Saved entries:
##############################
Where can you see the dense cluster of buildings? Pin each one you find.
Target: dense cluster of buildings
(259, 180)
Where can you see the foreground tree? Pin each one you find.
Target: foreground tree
##############################
TASK PROMPT | Please repeat every record above word for word.

ANSWER TO THIS PROBLEM |
Where can you see the dense cluster of buildings? Pin each one you find.
Target: dense cluster of buildings
(259, 180)
Where can you see the foreground tree? Pin each one you find.
Target: foreground tree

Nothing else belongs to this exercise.